## Image location labeling rows:

------------------------------

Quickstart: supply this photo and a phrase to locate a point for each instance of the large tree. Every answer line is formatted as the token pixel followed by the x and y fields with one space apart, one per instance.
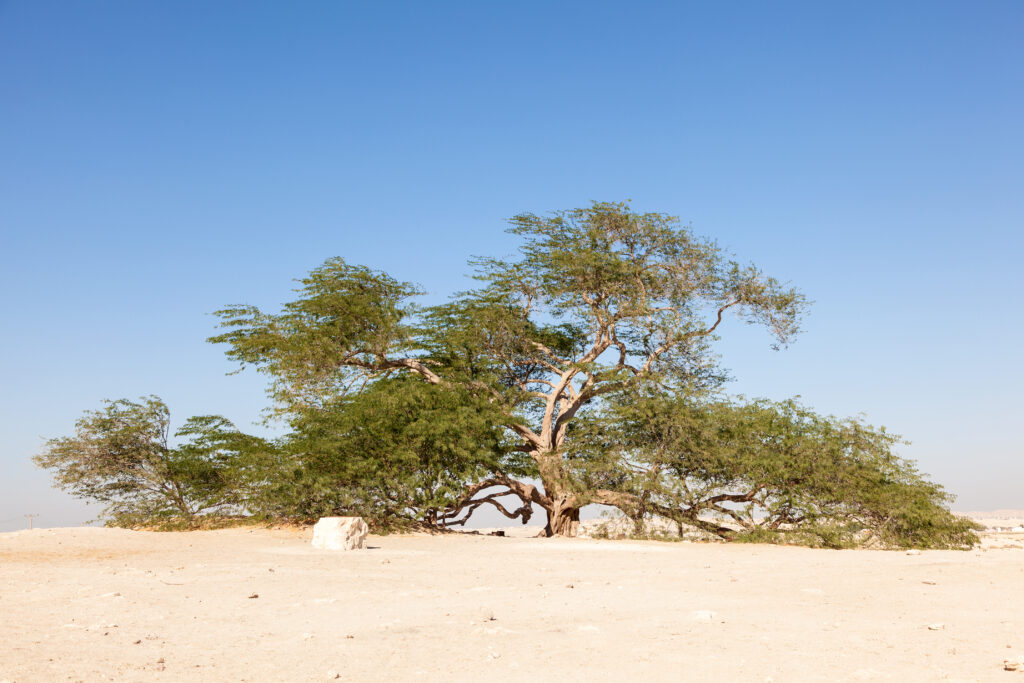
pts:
pixel 123 457
pixel 598 300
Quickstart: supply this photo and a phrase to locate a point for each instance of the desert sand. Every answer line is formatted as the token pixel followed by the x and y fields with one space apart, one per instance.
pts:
pixel 258 604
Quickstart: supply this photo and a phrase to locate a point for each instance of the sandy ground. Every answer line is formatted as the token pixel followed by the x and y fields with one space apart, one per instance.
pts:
pixel 248 604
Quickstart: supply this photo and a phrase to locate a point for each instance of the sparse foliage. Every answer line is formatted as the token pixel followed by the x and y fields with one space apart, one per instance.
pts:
pixel 581 371
pixel 121 456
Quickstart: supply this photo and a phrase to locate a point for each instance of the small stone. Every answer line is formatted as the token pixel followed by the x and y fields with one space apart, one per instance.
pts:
pixel 340 532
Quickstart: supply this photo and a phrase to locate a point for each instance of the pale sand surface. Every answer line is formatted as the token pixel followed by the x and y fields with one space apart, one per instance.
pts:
pixel 96 604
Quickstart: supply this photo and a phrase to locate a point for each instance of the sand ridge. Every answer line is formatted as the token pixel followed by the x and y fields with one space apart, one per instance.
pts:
pixel 258 604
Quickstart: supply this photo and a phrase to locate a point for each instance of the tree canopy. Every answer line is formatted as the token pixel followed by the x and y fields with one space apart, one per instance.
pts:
pixel 580 371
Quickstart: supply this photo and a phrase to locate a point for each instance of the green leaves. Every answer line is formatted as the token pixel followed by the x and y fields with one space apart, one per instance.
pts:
pixel 345 325
pixel 755 468
pixel 120 456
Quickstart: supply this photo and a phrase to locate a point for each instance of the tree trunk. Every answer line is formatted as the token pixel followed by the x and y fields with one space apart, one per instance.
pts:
pixel 563 519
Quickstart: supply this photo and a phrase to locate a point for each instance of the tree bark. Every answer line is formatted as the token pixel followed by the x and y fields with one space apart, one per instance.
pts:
pixel 563 519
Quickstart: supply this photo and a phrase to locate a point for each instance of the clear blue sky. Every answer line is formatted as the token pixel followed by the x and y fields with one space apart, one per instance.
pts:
pixel 159 160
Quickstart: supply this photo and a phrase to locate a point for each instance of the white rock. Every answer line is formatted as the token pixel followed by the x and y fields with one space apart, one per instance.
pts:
pixel 340 532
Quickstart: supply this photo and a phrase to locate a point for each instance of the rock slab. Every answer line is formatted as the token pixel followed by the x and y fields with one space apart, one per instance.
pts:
pixel 340 532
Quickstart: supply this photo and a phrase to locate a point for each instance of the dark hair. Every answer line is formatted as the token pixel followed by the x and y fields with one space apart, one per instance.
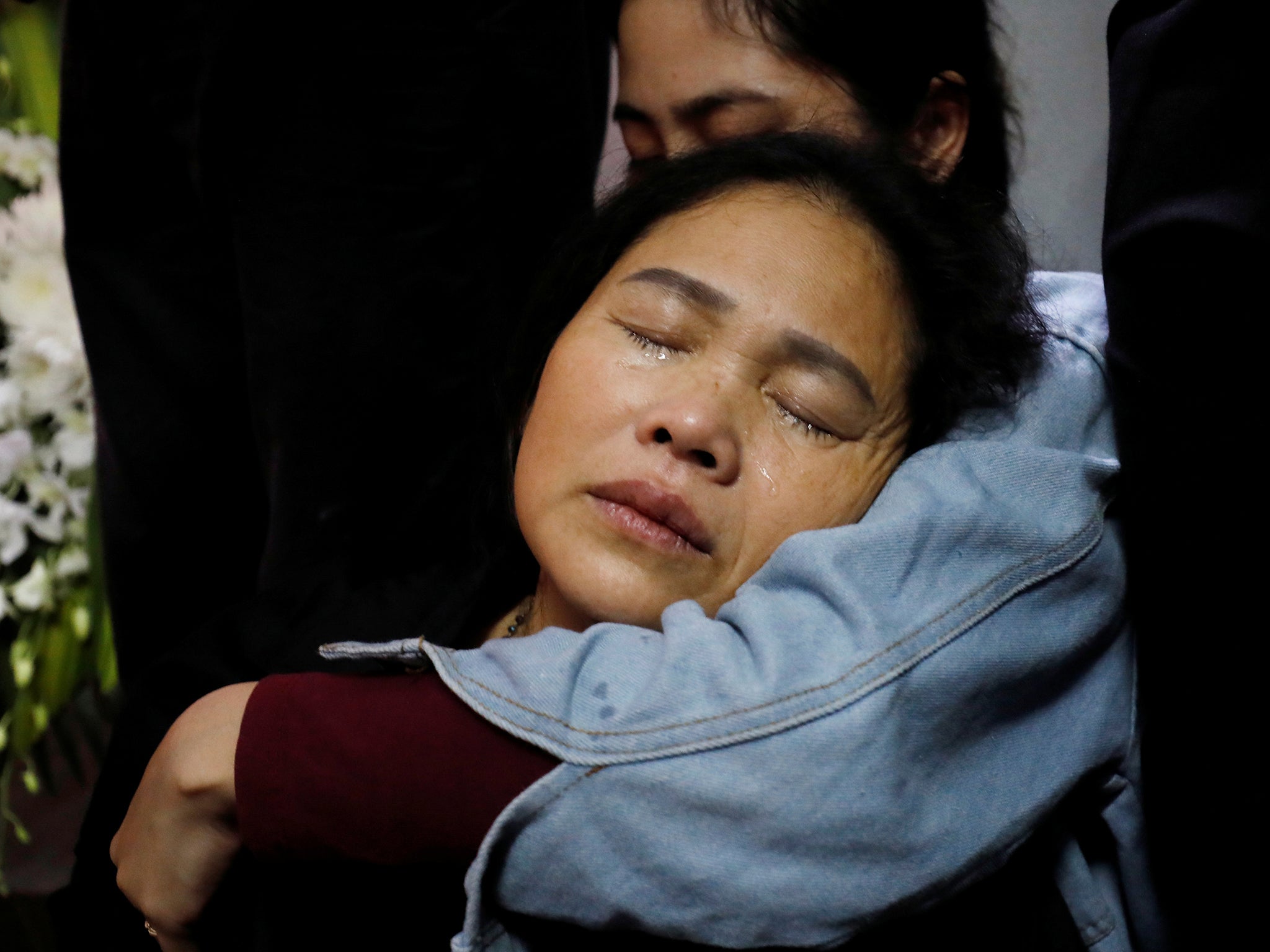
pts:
pixel 888 54
pixel 963 267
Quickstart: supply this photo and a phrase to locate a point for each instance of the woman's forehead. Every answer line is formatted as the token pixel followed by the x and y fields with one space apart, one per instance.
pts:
pixel 765 240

------------------------------

## GOAL:
Rewrite all of the rows above, replacing "pts" with "points" and keeping everything else unchanged. Leave the pictures out of your answer.

## FINISHED EXERCISE:
Quickstart: supply this photo and a phrase to locate a point for each instance of the large tree. Every answer line is formatted as the token pixel followed by the x and y fields with one space apart, one per instance.
points:
pixel 123 457
pixel 598 300
Quickstart: supply this photo and a phrase to locate a point for each instance of the desert sand. Every answer line is formatted as the token pixel followed by the x and y fields with one space apart, one per instance.
points:
pixel 258 604
Quickstart: supply this photo and a phrase to locate a point for each instance of the sandy ground. Every answer line is formatted as the token pixel followed by the x and y fields with one space apart, one per instance.
points:
pixel 248 604
Quickstart: supply this photo and a phrase to locate a point for each instance of the sparse foliage. Every answer line is formatted as the token pixel followed by the x and y fields with one space apart, one per instance.
points:
pixel 581 371
pixel 121 456
Quickstart: supply this photo and a phrase to locate a point for each instance of the small stone. Every answer line is formatted as the token pixel followed by the x and y fields with one space apart, one per instance.
points:
pixel 340 532
Quickstart: supply this photo and a phrase to locate a point for each instance of the pale sand surface. Every answer line is formatted as the token pixel followed by the x and y fields with one space apart, one per instance.
points:
pixel 96 604
Quickstart: supply this photo and a phrase to locate a point for each instance of the sand ridge. Every answer line is formatted as the token pixel followed by the x and y fields with one space apart, one per instance.
points:
pixel 258 604
Quickstart: supply this photo and a phrase to locate a point for each instance of the tree canopy. Every answer line is formatted as the token pixel followed by the x and y fields with one space apart, one per instance.
points:
pixel 580 371
Quickstart: supply this photo and a phrase to locate a point for each instance of the green leaves. Every answer line is formatted as the token pixel followed by the x and y fields with one space apart, one per instance.
points:
pixel 345 325
pixel 755 468
pixel 120 456
Quickstart: supply this photo and a phrase to locate a point for each instance of the tree trunk. Every answer line is formatted as the token pixel followed by the x and y fields with one space apart, one per instance.
points:
pixel 563 519
Quickstart: supply this photo and a phrase to locate a point for each instance of the tree bark. Every answer line is formatted as the token pixel followed by the x and y fields with one space apart, one per instance.
points:
pixel 563 519
Quickstart: supply this photo and a phrase to locate a point for each instance of the clear blue sky. Every answer line is formatted as the token pixel followed by the x and y fields with one space apart, one per instance.
points:
pixel 159 160
Quickstart: supply this photo and a phrase to locate a point for each instance of the white rock. Every answer line is formatted as the token pixel followed by the x and y fields with one space apart, one per instance.
points:
pixel 340 532
Quickstart: supply this photo and a phrase to locate a point for each instance of the rock slab. Every answer line is formatted as the token pixel followed by the x and y fields with one space apart, one per instance.
points:
pixel 340 532
Quickstart: supply this photo and a phrase to locate a point for each instance of the dark hair. Every answer line is formatted as the token pixel followed by the x and y fields with one space apart, one per instance.
points:
pixel 888 54
pixel 963 267
Quickstart: supply this photo and a phrase to locate a point for each instance of the woman's forehead. Every answer line is formatted as the token pixel followed by the x and y fields with one space apart, one per instance.
points:
pixel 765 240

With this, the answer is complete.